(Saved entries)
··········
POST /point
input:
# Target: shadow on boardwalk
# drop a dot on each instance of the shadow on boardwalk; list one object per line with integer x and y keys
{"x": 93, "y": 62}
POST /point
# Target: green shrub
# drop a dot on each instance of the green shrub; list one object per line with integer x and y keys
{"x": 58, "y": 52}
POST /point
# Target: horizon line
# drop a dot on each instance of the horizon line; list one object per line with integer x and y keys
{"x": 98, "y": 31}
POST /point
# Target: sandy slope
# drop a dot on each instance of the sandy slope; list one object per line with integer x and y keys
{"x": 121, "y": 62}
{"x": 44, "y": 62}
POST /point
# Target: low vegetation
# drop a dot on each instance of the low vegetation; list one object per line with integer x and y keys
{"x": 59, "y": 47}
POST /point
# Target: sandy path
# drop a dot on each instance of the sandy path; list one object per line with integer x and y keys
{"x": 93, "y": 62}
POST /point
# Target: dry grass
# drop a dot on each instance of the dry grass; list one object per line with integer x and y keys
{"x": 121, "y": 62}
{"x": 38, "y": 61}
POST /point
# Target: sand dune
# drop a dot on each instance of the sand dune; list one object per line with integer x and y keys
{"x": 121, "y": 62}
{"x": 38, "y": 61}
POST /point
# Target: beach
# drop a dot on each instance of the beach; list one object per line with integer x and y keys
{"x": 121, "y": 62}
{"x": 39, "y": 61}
··········
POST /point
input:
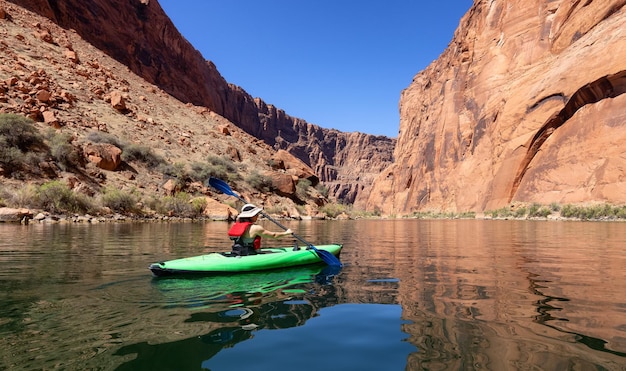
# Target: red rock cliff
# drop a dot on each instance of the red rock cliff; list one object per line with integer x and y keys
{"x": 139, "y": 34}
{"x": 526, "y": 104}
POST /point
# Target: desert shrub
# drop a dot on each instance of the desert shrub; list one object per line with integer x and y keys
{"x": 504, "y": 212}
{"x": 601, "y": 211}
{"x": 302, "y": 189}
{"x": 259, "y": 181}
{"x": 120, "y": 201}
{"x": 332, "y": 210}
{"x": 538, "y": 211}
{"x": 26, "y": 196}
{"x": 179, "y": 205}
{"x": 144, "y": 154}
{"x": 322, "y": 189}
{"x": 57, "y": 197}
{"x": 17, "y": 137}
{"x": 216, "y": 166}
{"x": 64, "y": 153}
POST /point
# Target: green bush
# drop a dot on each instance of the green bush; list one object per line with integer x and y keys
··········
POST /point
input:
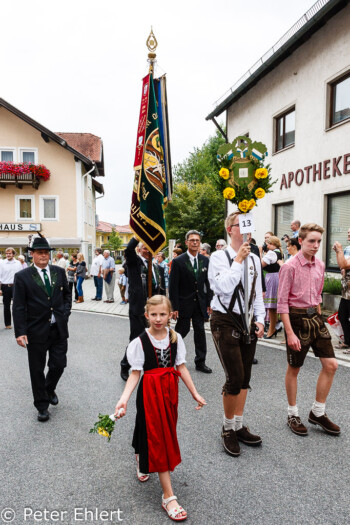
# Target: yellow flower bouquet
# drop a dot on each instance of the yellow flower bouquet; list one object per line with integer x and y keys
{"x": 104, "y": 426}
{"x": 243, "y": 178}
··········
_Assignment_. All that belongs in your answer is the stretch of entries above from the line with "# drop a dot on each instance of the dry" through the line with "# Target: beach", printed exactly.

_Answer to the exercise_.
# drop a dot on each instance of the dry grass; list one object per line with integer x and y keys
{"x": 121, "y": 62}
{"x": 38, "y": 61}
POST /point
# Target: sand dune
# drop a dot on each instance of the sand dune; list one object per line with integer x and y keys
{"x": 121, "y": 62}
{"x": 38, "y": 61}
POST /point
# Target: beach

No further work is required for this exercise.